■ Stated task ■
Copy the material from the line containing "Goal: detect all instances of paved" up to and including the line containing "(0, 193), (152, 413)", switching "paved path" to "gravel path" and leaving everything else unchanged.

■ Dataset entries ■
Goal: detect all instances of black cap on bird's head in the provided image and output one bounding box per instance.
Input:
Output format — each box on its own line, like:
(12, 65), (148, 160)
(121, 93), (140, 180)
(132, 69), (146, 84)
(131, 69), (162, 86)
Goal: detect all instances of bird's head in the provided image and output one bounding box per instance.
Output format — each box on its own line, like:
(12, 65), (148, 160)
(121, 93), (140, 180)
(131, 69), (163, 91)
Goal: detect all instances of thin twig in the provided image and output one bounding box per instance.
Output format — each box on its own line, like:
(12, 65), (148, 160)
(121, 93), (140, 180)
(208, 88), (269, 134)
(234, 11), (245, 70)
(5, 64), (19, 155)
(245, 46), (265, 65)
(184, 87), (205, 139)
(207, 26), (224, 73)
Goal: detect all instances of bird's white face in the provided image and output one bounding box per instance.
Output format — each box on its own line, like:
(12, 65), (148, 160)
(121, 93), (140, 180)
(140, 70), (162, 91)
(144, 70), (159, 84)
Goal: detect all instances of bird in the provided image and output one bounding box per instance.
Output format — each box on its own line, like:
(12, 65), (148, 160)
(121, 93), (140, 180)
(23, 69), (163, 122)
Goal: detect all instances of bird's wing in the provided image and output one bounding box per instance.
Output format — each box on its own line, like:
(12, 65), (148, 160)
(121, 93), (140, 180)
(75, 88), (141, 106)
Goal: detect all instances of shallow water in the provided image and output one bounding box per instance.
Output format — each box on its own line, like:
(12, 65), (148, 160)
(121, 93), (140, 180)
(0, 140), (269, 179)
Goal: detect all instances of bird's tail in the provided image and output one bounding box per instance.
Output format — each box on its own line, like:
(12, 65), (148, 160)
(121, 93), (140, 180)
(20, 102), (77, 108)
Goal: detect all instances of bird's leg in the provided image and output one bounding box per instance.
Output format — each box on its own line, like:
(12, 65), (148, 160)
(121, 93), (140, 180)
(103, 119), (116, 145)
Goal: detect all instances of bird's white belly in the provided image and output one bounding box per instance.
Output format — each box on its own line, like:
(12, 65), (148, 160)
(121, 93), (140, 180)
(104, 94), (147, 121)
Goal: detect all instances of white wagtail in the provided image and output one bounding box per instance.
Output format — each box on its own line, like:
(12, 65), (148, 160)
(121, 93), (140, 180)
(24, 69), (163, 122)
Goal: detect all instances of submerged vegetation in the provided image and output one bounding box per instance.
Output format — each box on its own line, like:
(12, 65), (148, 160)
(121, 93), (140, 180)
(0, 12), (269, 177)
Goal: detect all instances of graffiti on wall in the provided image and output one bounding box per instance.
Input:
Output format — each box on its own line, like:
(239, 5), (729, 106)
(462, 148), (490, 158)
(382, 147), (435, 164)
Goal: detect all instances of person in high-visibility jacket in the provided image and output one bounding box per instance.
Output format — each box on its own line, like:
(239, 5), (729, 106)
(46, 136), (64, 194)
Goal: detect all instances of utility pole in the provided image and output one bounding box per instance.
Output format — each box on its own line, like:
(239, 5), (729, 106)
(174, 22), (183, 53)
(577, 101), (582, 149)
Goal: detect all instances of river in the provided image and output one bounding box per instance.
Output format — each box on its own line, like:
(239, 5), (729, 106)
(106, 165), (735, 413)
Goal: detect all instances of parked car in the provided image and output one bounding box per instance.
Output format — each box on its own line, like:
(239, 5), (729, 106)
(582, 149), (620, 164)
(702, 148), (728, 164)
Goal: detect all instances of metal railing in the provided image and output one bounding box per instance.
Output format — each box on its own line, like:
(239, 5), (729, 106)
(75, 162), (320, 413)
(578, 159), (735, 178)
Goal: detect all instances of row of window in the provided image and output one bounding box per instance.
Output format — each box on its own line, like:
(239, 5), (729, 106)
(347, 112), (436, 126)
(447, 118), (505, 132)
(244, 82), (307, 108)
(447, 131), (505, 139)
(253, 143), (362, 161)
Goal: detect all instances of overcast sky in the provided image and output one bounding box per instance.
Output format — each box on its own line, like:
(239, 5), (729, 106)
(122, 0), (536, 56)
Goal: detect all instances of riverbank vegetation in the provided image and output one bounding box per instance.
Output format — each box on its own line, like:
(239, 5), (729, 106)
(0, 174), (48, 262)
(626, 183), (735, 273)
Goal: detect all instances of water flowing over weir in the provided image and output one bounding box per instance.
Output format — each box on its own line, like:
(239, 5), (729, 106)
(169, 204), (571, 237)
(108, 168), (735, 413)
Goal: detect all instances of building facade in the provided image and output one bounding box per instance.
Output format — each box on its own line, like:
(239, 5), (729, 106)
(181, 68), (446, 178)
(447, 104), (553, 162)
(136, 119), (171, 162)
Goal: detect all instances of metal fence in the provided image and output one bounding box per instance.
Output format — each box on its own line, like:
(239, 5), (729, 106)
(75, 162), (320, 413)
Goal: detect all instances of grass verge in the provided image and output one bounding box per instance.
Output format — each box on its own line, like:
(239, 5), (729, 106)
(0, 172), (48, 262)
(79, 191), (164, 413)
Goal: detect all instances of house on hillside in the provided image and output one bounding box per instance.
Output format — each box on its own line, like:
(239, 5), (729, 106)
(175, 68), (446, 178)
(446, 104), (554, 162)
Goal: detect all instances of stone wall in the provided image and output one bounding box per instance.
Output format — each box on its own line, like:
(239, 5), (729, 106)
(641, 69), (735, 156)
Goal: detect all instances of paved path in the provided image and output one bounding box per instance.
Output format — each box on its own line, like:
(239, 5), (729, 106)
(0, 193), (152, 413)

--

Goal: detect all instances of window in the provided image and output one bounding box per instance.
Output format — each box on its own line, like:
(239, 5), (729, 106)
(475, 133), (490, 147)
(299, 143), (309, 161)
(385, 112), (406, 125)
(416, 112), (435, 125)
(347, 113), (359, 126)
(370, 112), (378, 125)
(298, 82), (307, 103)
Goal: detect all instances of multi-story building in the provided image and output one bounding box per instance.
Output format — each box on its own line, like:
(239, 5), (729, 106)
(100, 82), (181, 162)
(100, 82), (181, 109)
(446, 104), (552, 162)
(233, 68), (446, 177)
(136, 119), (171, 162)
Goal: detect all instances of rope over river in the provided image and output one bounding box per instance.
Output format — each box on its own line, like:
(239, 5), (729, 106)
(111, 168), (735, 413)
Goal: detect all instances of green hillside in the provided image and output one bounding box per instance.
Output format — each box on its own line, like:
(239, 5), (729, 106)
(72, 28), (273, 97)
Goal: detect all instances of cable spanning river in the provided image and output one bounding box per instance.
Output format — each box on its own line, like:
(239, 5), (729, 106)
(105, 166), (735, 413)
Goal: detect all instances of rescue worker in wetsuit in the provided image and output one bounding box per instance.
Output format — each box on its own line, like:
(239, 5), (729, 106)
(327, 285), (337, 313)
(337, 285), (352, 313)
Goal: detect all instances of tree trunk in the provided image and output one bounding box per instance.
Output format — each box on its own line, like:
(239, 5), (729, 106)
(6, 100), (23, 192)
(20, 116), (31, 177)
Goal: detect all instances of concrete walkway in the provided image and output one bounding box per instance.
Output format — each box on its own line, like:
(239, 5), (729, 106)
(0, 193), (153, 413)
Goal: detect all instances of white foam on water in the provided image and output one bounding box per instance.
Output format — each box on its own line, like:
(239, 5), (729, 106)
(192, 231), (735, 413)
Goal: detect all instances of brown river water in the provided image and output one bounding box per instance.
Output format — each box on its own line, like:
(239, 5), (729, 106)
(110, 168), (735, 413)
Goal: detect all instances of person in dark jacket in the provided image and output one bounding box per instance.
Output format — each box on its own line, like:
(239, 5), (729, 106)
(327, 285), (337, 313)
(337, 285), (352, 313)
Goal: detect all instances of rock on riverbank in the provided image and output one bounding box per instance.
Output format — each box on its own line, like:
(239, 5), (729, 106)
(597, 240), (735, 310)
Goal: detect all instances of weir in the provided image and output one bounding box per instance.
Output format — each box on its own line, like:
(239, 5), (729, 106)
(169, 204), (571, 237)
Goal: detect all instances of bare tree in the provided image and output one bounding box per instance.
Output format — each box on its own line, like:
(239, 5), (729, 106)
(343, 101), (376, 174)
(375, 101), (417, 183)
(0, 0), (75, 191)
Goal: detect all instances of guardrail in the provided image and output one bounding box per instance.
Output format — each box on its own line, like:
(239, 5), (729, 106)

■ Full answer ■
Goal: detect all instances of gravel path in the provided image and output one bounding box per instance.
Output format — each box on its own line, like:
(239, 5), (729, 106)
(0, 193), (152, 413)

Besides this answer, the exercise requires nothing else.